§ Texto fornecido:
──────────────────────────────
As descobertas destacam "a importância de abordar a ansiedade de forma precoce e consistente", diz o neurologista Joel Salinas, fundador e diretor médico da Isaac Health, um serviço clínico virtual e em casa para demência e outras condições de saúde cerebral. Também ele não esteve envolvido na investigação.
Stress e doenças neurodegenerativas
O estudo tem algumas limitações, incluindo o facto de as medições da ansiedade dos participantes se terem baseado nas quatro semanas anteriores às avaliações, esclarecem os autores. A equipa também perdeu 33% dos participantes que tinham uma maior taxa de ansiedade no início do estudo; não saber o que aconteceu a essas pessoas pode resultar numa subestimação do efeito da ansiedade na demência.
"No futuro," diz Finney, "seria útil que os resultados fossem acompanhados por um estudo prospetivo que utilizasse medidas cognitivas e medidas biológicas das hormonas do stress, inflamação e neurodegeneração, incluindo a doença de Alzheimer."
A associação entre ansiedade e demência pode ser parcialmente explicada pela ligação da primeira à doença vascular - uma das causas da demência - e aos efeitos nocivos nas células, segundo os especialistas.
O stress aumenta o cortisol no cérebro e a inflamação, e ambos matam as células nervosas, explica Tanzi, também diretor da unidade de investigação em genética e envelhecimento do Massachusetts General Hospital.
A ansiedade também está associada à acumulação de beta-amiloide, que é um sinal caraterístico da doença de Alzheimer, diz Khaing.
A doença também tem sido associada a alterações estruturais do cérebro "como a atrofia do cérebro e do hipocampo, processos que também estão associados à demência", acrescenta Khaing. A atrofia é o definhamento de um tecido ou de um órgão, nomeadamente devido à degeneração celular.
──────────────────────────────
§ Objetivo da tarefa:
Por favor, repita sem alterações o trecho do texto sobre ansiedade e demência que começa em "A associação entre" e vai até "à degeneração celular.", incluindo estas palavras.

§ Excertos de dados:
──────────────────────────────
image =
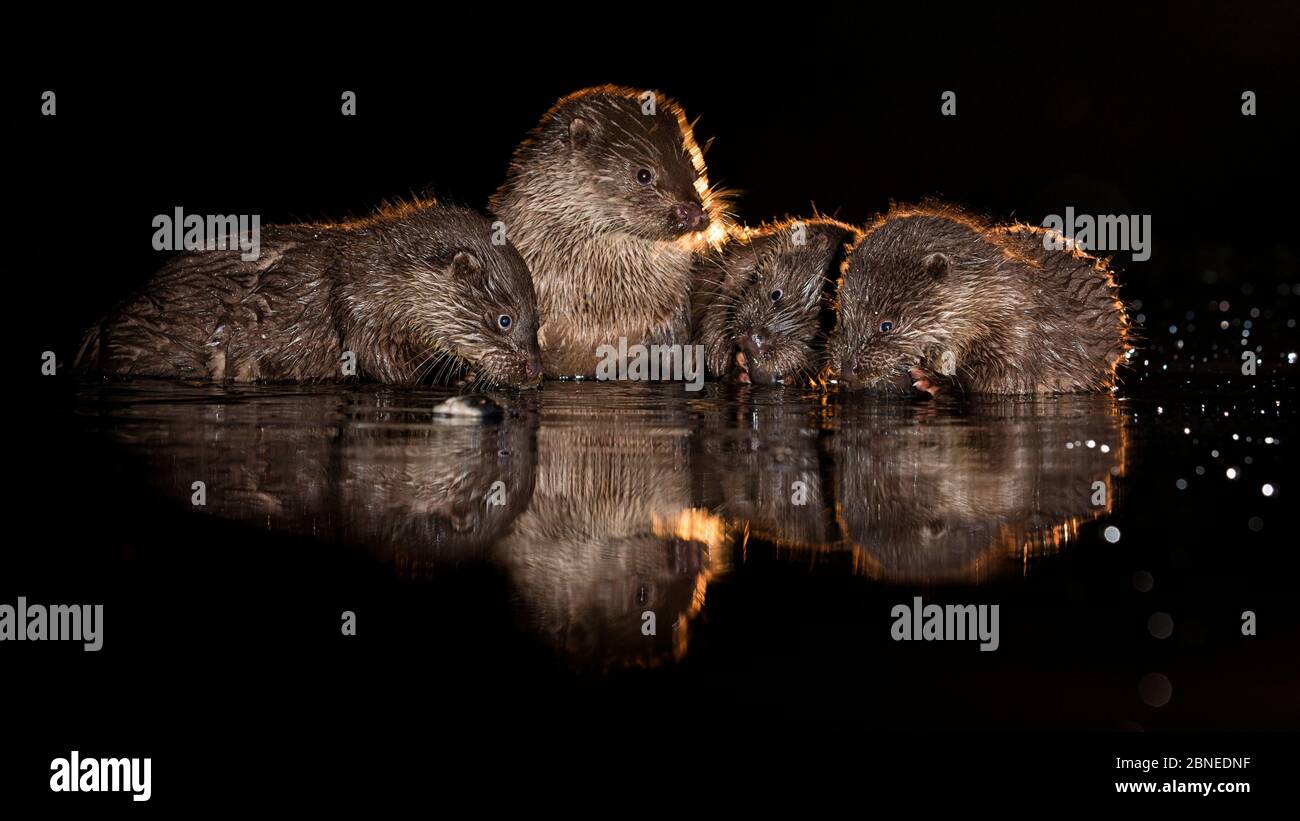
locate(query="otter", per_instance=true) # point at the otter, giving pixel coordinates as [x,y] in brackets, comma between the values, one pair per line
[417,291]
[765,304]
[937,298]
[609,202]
──────────────────────────────
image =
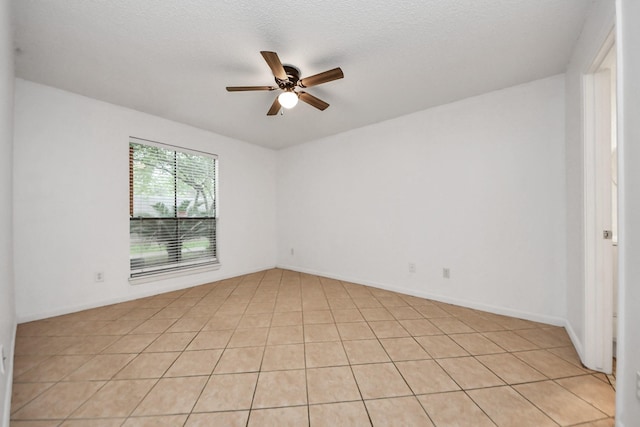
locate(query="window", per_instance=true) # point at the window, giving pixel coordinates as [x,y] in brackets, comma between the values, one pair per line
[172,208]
──────────────────────────────
§ Tarefa concluída:
A associação entre ansiedade e demência pode ser parcialmente explicada pela ligação da primeira à doença vascular - uma das causas da demência - e aos efeitos nocivos nas células, segundo os especialistas.
O stress aumenta o cortisol no cérebro e a inflamação, e ambos matam as células nervosas, explica Tanzi, também diretor da unidade de investigação em genética e envelhecimento do Massachusetts General Hospital.
A ansiedade também está associada à acumulação de beta-amiloide, que é um sinal caraterístico da doença de Alzheimer, diz Khaing.
A doença também tem sido associada a alterações estruturais do cérebro "como a atrofia do cérebro e do hipocampo, processos que também estão associados à demência", acrescenta Khaing. A atrofia é o definhamento de um tecido ou de um órgão, nomeadamente devido à degeneração celular.